WHAT TO WORK ON
Return every line of the entries below that contains the word "please".

#### SOURCE MATERIAL

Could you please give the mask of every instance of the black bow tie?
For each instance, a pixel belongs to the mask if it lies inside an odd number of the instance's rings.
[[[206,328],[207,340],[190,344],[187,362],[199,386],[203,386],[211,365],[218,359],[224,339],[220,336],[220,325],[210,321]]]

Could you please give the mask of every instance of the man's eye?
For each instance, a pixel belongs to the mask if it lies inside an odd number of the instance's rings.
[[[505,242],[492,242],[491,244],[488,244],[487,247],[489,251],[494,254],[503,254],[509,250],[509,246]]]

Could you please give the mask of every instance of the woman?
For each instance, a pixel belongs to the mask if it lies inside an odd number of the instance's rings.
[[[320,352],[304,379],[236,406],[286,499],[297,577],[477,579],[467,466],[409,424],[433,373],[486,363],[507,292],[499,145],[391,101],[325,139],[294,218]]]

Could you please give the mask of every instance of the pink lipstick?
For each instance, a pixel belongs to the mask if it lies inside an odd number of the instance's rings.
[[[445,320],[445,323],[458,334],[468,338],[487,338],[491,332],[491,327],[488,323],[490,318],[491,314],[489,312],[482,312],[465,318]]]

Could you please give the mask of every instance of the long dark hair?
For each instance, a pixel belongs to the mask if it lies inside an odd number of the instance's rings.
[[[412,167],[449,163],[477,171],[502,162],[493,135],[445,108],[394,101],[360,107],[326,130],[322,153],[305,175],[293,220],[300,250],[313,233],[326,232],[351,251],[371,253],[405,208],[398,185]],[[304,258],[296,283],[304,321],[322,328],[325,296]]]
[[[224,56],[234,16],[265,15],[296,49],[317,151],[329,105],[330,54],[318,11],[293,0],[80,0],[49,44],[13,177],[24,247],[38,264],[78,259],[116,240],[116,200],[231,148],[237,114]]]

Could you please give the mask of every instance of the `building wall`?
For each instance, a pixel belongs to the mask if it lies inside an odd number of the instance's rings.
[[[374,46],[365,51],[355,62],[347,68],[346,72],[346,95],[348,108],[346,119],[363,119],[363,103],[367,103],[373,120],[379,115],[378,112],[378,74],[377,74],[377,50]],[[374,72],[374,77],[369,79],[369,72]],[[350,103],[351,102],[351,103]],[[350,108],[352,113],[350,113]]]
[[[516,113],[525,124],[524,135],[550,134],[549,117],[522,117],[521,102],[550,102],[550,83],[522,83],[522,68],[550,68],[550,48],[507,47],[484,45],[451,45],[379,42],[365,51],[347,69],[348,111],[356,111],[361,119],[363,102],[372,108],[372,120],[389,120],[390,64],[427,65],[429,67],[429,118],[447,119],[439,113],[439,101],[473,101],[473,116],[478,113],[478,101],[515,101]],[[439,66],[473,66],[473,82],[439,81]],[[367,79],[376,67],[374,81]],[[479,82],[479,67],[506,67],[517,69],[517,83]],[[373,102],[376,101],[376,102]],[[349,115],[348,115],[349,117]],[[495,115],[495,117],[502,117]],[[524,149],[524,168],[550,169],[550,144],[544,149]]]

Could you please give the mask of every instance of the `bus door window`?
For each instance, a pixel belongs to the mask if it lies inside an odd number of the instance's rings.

########

FINISHED ANSWER
Could you please give the mask of every instance of the black bow tie?
Could you please give the mask of every instance of the man's eye?
Could you please give the mask of every instance of the woman?
Could you please give the mask of every instance of the pink lipstick?
Could you please give the mask of every instance of the long dark hair?
Could you please give the mask of every instance of the `building wall`?
Could you please give the mask of every instance of the `bus door window`?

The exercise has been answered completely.